-- Start --
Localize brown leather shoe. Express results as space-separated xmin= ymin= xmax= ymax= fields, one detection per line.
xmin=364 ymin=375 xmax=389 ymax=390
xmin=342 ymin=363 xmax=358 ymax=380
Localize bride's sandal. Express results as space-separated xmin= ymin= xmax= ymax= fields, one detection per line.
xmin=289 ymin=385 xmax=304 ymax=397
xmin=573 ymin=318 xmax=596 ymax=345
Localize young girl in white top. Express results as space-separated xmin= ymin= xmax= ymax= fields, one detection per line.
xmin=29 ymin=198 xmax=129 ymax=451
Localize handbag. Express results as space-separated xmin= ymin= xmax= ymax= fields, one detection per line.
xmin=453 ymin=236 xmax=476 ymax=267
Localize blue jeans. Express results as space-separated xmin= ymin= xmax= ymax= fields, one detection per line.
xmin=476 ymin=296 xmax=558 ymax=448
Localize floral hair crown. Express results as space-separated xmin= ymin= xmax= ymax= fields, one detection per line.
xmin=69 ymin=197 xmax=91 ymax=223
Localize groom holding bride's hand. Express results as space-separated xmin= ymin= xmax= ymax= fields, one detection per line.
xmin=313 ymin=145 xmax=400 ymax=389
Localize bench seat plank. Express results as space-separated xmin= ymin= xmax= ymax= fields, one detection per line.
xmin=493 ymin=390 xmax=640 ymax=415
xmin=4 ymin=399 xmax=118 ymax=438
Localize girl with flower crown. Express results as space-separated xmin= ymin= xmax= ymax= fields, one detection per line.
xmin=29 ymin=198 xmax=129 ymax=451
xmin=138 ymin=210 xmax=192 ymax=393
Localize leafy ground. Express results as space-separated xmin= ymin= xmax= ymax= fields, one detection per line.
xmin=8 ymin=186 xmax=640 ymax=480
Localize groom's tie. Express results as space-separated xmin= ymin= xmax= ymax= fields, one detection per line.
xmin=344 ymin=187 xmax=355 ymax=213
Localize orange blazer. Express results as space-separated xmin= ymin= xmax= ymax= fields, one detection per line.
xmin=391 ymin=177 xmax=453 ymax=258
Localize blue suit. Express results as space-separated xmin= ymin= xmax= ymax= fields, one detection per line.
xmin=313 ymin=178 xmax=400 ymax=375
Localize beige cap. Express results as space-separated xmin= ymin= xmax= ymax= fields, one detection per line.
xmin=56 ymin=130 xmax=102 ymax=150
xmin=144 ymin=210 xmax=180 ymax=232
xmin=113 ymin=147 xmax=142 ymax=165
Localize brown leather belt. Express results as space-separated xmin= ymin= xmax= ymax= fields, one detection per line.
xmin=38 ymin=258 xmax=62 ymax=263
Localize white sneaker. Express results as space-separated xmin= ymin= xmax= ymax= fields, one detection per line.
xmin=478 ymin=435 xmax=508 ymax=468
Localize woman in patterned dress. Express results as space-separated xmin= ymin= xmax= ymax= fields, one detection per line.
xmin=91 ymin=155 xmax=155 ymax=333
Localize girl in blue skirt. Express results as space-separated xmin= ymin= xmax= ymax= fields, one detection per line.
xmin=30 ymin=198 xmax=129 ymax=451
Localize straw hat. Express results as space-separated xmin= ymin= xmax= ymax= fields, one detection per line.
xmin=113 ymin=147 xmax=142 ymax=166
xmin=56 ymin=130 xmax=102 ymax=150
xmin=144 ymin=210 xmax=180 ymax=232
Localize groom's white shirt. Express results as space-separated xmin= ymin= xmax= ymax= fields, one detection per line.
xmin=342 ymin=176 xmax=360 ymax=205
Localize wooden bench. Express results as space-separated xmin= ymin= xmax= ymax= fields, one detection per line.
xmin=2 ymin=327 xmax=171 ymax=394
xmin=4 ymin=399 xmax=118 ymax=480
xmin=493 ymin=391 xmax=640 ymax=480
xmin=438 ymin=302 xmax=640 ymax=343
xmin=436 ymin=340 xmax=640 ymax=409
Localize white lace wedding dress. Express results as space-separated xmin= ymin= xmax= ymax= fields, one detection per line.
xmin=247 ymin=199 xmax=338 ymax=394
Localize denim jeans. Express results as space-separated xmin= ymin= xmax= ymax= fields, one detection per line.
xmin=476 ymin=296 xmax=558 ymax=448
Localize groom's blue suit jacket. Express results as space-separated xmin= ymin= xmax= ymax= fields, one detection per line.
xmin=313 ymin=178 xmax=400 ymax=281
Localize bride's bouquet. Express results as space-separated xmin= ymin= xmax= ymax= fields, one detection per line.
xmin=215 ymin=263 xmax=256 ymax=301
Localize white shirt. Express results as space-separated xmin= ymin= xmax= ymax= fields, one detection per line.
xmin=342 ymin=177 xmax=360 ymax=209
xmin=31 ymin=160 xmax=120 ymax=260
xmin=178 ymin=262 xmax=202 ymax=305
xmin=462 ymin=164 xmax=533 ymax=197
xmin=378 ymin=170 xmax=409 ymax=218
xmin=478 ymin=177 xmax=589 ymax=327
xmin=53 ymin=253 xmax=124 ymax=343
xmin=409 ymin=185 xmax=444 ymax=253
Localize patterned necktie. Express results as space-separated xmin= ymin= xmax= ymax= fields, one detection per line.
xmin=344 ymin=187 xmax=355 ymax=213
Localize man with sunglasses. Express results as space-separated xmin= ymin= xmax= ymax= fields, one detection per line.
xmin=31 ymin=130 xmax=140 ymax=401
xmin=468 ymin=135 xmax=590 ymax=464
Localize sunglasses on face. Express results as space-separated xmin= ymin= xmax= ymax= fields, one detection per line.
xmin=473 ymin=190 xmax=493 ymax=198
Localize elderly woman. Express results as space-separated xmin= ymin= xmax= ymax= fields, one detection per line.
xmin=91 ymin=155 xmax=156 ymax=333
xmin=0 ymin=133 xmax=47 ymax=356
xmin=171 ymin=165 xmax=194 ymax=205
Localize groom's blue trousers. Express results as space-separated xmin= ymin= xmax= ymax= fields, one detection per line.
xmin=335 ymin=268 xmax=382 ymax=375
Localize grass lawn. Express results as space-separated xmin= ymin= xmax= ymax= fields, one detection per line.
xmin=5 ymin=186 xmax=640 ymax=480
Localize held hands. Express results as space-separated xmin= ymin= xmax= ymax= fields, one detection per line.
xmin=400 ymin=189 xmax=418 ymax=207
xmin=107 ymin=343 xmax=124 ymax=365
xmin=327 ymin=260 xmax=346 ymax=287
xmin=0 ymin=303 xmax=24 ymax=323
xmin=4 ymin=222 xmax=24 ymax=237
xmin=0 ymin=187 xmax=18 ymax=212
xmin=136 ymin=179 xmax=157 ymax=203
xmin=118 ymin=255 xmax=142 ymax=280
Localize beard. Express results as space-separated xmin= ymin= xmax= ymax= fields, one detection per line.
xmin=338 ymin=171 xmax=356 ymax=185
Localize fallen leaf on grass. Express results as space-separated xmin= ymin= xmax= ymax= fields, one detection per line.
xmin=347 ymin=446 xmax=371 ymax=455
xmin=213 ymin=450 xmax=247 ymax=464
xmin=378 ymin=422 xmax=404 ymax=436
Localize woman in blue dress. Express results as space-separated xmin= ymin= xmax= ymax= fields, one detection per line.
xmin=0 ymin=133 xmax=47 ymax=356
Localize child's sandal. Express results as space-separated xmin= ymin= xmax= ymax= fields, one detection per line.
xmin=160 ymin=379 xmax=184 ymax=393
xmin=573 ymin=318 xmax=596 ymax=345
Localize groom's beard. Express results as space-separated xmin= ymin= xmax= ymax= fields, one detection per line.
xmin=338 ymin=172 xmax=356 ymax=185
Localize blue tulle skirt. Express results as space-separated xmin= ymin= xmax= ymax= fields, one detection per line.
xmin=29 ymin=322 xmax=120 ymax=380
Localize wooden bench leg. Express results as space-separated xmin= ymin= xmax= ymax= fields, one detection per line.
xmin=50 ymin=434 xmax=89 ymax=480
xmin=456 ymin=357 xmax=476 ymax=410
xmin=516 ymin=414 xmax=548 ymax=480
-- End --
*Given exercise*
Rewrite the lines of the material from the line containing "Localize patterned necktie." through the line containing "xmin=378 ymin=422 xmax=404 ymax=436", inclusive, as a numbered list with any blank lines omitted.

*The output*
1. Localize patterned necktie. Express results as space-separated xmin= ymin= xmax= ymax= fields, one detection per line.
2. xmin=344 ymin=187 xmax=355 ymax=213
3. Localize man with sunglasses. Express results as space-separated xmin= ymin= xmax= ymax= fields, one detection per line.
4. xmin=31 ymin=130 xmax=140 ymax=401
5. xmin=468 ymin=135 xmax=590 ymax=464
6. Localize sunglasses on face. Express results as space-separated xmin= ymin= xmax= ymax= fields, one detection per line.
7. xmin=473 ymin=190 xmax=493 ymax=198
8. Localize elderly woman. Express results as space-separated xmin= ymin= xmax= ymax= fields, one detection per line.
9. xmin=91 ymin=155 xmax=156 ymax=333
10. xmin=0 ymin=133 xmax=47 ymax=356
11. xmin=171 ymin=165 xmax=194 ymax=205
12. Localize groom's blue trousers. Express results as space-separated xmin= ymin= xmax= ymax= fields, one detection per line.
13. xmin=335 ymin=268 xmax=382 ymax=375
14. Localize grass lawn. Express results as space-separated xmin= ymin= xmax= ymax= fields, one detection per line.
15. xmin=5 ymin=186 xmax=640 ymax=480
16. Localize held hands. Express results as space-separated xmin= ymin= xmax= ymax= fields, one detection per line.
17. xmin=400 ymin=189 xmax=418 ymax=207
18. xmin=107 ymin=343 xmax=124 ymax=365
19. xmin=327 ymin=260 xmax=346 ymax=287
20. xmin=0 ymin=303 xmax=24 ymax=323
21. xmin=4 ymin=222 xmax=24 ymax=237
22. xmin=0 ymin=187 xmax=18 ymax=212
23. xmin=136 ymin=179 xmax=157 ymax=203
24. xmin=118 ymin=255 xmax=142 ymax=280
25. Localize beard. Express results as space-separated xmin= ymin= xmax= ymax= fields, one detection per line.
26. xmin=338 ymin=171 xmax=356 ymax=185
27. Localize fallen leaf on grass. Express results as space-separated xmin= ymin= xmax= ymax= fields, one detection per line.
28. xmin=347 ymin=446 xmax=371 ymax=455
29. xmin=213 ymin=450 xmax=247 ymax=464
30. xmin=378 ymin=422 xmax=404 ymax=436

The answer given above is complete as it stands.